*** Block opens ***

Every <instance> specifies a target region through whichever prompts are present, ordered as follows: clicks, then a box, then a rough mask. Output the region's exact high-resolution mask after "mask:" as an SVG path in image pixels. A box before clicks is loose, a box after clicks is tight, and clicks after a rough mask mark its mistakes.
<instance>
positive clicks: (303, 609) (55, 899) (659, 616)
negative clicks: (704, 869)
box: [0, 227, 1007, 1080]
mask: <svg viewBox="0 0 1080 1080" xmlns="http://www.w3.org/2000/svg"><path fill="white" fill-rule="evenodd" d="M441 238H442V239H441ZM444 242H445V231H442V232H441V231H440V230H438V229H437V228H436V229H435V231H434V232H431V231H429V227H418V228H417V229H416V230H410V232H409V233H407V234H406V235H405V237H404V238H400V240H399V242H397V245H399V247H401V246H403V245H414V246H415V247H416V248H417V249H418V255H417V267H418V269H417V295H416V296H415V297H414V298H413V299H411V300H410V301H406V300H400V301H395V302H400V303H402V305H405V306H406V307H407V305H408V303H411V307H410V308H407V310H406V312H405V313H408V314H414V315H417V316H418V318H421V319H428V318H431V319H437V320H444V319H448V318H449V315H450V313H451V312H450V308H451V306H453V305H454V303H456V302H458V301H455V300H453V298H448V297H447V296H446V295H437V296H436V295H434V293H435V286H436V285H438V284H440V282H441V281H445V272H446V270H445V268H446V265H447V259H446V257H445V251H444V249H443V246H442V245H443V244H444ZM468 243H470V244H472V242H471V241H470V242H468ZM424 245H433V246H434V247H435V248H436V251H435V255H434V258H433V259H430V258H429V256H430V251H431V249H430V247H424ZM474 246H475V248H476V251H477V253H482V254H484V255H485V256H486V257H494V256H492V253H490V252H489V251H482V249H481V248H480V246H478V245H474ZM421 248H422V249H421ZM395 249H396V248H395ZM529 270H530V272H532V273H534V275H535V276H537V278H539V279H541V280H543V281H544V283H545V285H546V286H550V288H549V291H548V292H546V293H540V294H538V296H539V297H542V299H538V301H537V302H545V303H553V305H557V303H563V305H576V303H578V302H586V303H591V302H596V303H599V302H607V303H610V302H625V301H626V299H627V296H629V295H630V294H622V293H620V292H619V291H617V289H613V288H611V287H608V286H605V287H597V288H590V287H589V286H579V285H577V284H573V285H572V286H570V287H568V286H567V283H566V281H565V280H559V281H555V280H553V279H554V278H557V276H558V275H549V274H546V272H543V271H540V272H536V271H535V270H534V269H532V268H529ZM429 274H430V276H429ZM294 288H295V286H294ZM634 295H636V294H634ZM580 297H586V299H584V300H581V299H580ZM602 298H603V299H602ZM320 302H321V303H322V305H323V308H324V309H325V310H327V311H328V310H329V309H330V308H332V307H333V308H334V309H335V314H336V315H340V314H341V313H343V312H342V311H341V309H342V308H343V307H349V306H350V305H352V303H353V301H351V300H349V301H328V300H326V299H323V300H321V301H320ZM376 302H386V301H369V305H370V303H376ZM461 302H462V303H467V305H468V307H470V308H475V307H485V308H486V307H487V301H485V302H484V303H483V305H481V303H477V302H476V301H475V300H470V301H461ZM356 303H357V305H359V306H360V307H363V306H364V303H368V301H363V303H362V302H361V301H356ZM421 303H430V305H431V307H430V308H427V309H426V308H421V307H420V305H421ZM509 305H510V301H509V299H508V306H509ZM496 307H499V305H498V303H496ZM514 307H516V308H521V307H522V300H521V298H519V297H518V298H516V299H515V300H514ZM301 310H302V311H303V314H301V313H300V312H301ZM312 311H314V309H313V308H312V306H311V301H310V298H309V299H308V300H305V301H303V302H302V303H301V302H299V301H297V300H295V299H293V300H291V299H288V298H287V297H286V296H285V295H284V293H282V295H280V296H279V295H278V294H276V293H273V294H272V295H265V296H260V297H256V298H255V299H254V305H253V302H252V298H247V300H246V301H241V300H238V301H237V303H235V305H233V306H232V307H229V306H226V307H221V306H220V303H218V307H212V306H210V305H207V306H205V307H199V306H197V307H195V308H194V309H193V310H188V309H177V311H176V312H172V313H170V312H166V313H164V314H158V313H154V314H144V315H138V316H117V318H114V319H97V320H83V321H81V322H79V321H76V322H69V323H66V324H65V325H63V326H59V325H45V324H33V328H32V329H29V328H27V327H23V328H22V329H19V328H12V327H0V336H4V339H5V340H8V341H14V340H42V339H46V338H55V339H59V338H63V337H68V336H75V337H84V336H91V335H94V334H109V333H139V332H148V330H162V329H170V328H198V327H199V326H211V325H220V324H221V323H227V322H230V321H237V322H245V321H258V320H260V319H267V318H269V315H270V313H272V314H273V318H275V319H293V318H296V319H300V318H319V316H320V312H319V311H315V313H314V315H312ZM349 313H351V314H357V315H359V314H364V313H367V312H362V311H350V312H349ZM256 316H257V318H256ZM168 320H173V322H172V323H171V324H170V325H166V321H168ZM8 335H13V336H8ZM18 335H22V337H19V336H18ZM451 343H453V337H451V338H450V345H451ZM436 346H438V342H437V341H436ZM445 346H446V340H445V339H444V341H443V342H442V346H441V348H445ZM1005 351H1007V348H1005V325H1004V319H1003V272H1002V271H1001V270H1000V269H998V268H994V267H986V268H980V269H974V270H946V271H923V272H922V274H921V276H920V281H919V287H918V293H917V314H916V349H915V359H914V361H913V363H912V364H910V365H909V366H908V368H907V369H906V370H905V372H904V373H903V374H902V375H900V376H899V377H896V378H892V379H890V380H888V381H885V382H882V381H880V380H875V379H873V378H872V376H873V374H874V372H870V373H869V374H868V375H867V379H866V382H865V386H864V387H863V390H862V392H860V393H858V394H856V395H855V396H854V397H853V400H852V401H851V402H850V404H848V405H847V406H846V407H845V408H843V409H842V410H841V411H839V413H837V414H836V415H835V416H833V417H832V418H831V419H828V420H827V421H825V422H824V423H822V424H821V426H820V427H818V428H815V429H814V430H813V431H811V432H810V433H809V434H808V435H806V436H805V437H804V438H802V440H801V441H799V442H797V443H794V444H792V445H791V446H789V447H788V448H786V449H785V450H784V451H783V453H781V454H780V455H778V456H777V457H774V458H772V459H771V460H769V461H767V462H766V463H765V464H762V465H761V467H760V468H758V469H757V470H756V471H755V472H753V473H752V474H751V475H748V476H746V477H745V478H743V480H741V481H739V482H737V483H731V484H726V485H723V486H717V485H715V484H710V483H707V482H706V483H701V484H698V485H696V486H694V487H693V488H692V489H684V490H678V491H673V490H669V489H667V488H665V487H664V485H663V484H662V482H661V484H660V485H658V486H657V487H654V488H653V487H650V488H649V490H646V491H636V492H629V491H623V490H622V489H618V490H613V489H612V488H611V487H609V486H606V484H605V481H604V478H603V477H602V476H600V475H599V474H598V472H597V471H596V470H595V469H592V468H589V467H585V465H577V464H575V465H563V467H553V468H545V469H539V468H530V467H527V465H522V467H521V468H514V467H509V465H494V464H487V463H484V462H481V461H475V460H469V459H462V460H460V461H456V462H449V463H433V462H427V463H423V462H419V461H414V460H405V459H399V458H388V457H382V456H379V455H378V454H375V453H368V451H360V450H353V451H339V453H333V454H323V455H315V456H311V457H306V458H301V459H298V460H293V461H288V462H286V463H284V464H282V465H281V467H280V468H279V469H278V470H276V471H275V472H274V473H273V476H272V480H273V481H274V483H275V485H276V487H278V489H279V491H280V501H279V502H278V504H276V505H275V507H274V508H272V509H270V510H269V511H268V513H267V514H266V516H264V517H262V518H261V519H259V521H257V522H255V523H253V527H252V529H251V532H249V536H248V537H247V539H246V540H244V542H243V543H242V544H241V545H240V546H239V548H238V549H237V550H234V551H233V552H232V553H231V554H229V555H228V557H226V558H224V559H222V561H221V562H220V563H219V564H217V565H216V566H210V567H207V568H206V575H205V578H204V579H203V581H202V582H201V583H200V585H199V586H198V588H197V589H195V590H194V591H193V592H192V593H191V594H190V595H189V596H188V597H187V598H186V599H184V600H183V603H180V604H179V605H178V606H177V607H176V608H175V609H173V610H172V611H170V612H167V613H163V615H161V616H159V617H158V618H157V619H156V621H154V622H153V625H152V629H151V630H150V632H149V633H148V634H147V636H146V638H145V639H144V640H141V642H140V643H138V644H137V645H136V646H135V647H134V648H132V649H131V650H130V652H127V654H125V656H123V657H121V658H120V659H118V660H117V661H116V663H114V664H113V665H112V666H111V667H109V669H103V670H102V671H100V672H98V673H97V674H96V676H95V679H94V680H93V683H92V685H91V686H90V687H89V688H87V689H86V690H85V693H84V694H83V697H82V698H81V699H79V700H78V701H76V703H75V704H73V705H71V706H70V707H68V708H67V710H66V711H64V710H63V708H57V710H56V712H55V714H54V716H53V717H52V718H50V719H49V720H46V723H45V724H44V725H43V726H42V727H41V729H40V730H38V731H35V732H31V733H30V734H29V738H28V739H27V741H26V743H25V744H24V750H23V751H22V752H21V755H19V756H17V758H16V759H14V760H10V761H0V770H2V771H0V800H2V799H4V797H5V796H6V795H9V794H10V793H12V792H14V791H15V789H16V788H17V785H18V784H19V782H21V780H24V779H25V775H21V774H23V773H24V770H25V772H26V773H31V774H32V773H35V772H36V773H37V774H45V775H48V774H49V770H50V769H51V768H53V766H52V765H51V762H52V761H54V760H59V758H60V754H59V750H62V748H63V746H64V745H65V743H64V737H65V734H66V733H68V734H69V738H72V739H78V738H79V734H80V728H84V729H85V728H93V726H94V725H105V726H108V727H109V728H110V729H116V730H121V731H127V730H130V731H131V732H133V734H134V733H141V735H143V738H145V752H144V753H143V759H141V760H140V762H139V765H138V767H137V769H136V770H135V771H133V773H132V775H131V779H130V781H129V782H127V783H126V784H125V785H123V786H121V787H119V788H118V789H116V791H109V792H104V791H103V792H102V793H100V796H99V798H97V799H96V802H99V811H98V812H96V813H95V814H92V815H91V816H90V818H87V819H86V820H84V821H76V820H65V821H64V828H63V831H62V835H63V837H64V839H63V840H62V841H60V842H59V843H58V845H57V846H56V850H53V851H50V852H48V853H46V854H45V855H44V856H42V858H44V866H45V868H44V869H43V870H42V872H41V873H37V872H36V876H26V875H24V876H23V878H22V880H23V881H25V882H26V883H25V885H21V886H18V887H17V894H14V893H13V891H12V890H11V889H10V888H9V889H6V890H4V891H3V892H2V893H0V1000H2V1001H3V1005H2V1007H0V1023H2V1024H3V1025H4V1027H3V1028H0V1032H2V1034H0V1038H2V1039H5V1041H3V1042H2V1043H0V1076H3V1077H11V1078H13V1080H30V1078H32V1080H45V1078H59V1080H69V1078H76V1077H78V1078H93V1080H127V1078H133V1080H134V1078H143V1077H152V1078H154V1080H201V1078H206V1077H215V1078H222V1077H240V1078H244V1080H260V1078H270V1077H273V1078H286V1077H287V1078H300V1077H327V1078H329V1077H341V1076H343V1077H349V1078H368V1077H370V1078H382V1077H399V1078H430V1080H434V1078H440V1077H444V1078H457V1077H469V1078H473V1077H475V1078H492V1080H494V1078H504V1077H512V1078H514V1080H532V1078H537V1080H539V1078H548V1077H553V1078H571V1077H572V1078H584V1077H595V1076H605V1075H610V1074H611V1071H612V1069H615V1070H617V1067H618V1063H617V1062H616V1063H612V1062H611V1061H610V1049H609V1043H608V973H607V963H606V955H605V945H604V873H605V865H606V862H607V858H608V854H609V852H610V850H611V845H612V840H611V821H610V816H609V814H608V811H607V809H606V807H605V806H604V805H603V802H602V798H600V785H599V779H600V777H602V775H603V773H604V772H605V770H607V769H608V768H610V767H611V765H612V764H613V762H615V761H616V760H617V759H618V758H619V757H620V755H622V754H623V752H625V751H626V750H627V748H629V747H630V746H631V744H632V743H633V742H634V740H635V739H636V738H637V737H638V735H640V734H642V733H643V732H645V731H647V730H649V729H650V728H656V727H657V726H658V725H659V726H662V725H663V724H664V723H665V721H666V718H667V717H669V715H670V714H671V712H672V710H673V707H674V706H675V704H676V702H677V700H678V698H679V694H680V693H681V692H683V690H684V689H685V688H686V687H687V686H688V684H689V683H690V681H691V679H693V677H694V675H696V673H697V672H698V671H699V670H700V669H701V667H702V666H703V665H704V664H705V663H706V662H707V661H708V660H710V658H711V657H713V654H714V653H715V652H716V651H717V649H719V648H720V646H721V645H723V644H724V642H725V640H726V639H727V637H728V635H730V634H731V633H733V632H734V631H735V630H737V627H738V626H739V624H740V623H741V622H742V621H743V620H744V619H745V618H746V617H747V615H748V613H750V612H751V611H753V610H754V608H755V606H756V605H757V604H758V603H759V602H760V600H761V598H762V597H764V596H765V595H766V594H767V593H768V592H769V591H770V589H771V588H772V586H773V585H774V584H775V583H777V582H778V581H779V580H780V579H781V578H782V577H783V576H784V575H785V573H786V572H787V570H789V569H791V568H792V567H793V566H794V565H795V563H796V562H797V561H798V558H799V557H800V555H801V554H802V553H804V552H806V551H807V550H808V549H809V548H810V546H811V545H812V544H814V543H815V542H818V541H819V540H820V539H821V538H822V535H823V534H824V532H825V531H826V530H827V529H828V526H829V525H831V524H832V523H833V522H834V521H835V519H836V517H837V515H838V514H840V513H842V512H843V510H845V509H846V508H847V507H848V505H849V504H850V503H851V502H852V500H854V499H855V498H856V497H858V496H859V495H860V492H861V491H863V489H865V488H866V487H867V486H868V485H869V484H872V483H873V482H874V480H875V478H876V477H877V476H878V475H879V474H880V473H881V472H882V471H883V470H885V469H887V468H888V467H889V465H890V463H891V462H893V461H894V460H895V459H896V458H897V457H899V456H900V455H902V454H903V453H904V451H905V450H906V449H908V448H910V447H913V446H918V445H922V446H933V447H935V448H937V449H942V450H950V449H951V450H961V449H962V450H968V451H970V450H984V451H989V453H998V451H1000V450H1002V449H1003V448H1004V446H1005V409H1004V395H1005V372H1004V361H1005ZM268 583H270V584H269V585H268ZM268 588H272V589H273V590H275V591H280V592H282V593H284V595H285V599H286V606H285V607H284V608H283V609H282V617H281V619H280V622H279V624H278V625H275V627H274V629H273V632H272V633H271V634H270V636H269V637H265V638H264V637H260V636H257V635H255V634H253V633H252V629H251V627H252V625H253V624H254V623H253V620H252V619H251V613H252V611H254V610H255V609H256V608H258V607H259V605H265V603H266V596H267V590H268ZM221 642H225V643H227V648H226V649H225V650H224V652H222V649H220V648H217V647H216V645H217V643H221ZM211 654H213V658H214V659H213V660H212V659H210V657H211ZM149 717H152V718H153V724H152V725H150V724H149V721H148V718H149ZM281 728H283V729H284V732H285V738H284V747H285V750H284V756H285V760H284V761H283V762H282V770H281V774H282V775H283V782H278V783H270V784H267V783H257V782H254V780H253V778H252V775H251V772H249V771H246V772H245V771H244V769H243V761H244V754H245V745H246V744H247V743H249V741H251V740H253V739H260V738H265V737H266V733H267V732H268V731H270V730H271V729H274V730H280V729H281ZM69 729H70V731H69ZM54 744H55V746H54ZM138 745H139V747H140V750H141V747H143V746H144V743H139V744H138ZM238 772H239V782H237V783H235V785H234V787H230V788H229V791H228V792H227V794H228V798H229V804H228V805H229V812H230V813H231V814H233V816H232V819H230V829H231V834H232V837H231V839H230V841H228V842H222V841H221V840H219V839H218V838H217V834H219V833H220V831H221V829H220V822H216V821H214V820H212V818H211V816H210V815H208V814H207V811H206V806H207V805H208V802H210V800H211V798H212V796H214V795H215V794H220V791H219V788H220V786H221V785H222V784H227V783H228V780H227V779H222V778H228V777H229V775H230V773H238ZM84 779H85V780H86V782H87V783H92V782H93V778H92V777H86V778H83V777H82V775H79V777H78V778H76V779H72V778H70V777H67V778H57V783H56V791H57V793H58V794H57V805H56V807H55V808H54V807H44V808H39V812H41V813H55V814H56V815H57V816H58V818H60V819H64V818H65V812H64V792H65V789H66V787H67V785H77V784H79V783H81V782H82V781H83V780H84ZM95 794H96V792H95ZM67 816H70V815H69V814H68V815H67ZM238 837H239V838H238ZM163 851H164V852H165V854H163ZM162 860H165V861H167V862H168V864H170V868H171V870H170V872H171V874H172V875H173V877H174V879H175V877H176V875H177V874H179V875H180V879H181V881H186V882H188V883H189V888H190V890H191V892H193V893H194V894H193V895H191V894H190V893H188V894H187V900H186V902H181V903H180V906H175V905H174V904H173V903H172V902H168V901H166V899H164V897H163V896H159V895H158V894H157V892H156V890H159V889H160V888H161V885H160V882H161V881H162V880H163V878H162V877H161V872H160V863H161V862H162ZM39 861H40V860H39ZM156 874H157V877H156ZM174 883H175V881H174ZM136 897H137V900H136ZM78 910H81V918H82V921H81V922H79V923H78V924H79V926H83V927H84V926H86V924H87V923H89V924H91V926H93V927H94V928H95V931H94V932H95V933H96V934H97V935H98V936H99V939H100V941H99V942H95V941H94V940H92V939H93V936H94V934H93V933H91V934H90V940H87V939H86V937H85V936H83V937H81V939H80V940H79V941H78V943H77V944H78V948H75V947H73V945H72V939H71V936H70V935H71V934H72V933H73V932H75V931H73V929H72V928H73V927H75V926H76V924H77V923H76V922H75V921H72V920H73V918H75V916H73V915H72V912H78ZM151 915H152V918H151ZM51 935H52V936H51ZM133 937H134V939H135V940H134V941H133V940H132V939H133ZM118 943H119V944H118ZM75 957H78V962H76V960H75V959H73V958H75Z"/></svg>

*** Block closes ***

Activity. When a line of the material holds the string "instance", copy that line.

Exercise response.
Every <instance> specifies a target region through whichever prompts are present, ordered as follows: clicks, then a box, then a rough mask. Output the region's exact high-resolution mask after "mask:" as an SVG path in image pixels. A box before clicks is loose, a box after clicks is tight, and clicks after a rough mask mark its mistakes.
<instance>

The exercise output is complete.